Reproduce the passage on singing hymns at Rockbound Chapel word for word, from "At the nondenominational" up to and including "are like hugs.".

* **Text excerpt**:
* * * * * * * * *
I treasure some of the grand old hymns. My great joy is to sing them with people like me who hold them deep in their memories and call them forth with passion.

At the nondenominational Rockbound Chapel, fastened to a granite boulder on a hill over the sea near Sedgwick, Maine, I sing songs with other summer visitors -- strangers and people I barely know. In untrained, inelegant, often too-loud or too-soft voices, we sing to each other of our pain, loneliness, and fear, topics we would hesitate to admit flat out in gatherings after services. We also sing of love, grace, trust, hope, peace -- sentiments that are left out of the usual daily patter. We sing words that matter to us.

We are a mixed lot in age, sex, and occupation. We are fishermen, poets, CEOs, clerks, teachers, publishers, builders, mechanics, retirees, holiday rusticators, and others. We sing out our souls for each other. Our hymns are like hugs.

We are Protestants, Catholics, and those who would prefer not to be labeled. Some of us are of troubled faith and others are more agnostic than not. Even if our pew companions don't exactly share creeds, our hymns carry all of us to those Thin Places described by the Irish, elevated states of consciousness where almost all barriers between mortals and gods vanish.
* * * * * * * * *
* **Entries supplied**:
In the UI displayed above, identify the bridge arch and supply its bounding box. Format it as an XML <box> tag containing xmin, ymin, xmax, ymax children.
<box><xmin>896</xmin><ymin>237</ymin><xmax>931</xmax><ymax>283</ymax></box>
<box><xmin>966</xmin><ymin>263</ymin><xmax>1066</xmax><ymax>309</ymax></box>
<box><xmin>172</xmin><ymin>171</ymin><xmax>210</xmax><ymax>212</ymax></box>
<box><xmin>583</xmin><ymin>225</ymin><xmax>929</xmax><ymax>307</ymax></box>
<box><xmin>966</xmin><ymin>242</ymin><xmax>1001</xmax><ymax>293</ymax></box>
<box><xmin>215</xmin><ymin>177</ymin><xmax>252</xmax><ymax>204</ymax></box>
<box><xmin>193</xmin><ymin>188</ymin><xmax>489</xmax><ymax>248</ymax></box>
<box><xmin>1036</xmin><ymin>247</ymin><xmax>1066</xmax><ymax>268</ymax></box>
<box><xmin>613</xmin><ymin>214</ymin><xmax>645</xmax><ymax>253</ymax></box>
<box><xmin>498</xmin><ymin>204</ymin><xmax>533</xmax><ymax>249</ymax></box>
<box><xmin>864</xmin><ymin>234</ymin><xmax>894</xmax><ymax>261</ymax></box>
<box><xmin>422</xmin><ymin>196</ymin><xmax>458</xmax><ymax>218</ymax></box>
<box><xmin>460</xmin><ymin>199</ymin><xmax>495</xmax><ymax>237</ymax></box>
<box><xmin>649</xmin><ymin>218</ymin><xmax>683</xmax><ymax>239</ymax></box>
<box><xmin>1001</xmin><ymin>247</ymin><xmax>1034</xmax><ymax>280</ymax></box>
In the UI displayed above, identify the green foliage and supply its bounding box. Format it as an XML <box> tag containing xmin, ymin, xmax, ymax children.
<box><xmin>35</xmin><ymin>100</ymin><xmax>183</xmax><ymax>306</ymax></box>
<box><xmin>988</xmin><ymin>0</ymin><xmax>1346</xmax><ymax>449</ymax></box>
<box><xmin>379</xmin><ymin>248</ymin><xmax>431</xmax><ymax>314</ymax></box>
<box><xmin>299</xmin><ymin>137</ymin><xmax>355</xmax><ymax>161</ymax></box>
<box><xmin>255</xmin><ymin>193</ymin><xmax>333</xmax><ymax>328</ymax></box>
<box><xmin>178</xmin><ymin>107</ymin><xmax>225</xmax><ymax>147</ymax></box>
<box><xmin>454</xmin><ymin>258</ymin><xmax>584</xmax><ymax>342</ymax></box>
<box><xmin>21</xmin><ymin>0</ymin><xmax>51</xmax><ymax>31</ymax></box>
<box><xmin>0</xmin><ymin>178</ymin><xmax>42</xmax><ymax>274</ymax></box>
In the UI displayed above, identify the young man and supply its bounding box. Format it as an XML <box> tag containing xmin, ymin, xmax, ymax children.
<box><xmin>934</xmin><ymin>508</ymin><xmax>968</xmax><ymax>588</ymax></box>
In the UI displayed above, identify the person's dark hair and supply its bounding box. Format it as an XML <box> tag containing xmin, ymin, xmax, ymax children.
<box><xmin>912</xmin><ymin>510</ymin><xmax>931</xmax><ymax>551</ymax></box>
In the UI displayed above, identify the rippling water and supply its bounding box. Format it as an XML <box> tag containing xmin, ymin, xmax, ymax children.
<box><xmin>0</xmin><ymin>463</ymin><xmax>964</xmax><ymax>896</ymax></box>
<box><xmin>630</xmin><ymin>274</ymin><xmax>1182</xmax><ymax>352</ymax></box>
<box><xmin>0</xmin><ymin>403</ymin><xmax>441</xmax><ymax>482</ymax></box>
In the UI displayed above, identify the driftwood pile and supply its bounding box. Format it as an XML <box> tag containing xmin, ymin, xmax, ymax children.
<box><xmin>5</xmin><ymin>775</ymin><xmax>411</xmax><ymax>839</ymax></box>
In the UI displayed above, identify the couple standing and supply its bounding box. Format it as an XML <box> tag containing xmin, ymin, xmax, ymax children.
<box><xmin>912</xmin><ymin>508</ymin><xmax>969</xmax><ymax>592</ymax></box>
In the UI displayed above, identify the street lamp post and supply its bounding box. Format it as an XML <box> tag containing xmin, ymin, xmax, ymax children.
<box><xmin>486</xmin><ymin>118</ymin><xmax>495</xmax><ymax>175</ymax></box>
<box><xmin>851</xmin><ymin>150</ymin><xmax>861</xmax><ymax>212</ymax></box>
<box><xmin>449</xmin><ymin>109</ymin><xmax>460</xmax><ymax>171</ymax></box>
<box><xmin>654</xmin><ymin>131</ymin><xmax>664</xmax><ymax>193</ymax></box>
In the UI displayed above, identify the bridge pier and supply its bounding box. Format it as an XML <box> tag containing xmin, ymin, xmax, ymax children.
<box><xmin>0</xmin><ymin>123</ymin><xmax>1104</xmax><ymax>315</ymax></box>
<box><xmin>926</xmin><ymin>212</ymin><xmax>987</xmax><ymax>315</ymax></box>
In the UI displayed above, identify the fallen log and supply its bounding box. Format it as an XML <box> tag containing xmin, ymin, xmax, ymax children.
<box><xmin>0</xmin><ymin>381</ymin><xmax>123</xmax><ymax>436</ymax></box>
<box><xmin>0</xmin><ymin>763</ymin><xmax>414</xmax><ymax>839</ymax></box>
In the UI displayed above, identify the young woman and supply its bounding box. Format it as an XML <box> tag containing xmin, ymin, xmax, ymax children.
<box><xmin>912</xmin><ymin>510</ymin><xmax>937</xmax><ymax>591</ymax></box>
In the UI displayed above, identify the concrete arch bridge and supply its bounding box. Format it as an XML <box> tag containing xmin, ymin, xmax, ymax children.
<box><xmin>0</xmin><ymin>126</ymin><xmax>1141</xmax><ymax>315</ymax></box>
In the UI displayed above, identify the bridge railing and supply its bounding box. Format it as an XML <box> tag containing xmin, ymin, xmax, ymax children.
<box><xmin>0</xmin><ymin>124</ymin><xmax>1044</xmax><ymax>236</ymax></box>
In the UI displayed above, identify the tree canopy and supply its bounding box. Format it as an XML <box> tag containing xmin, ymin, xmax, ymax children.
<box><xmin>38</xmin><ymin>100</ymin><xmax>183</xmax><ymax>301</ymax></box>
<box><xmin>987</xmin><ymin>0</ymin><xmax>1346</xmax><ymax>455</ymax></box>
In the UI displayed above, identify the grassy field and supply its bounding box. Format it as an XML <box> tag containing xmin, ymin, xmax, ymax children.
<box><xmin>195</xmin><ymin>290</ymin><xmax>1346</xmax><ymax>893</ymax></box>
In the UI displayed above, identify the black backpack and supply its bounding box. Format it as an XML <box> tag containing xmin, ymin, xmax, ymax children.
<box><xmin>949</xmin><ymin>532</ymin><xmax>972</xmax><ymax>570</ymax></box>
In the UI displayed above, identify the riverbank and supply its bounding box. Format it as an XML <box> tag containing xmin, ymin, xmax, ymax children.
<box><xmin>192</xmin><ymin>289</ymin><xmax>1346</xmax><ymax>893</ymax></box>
* * * * * * * * *
* **Written solution**:
At the nondenominational Rockbound Chapel, fastened to a granite boulder on a hill over the sea near Sedgwick, Maine, I sing songs with other summer visitors -- strangers and people I barely know. In untrained, inelegant, often too-loud or too-soft voices, we sing to each other of our pain, loneliness, and fear, topics we would hesitate to admit flat out in gatherings after services. We also sing of love, grace, trust, hope, peace -- sentiments that are left out of the usual daily patter. We sing words that matter to us.

We are a mixed lot in age, sex, and occupation. We are fishermen, poets, CEOs, clerks, teachers, publishers, builders, mechanics, retirees, holiday rusticators, and others. We sing out our souls for each other. Our hymns are like hugs.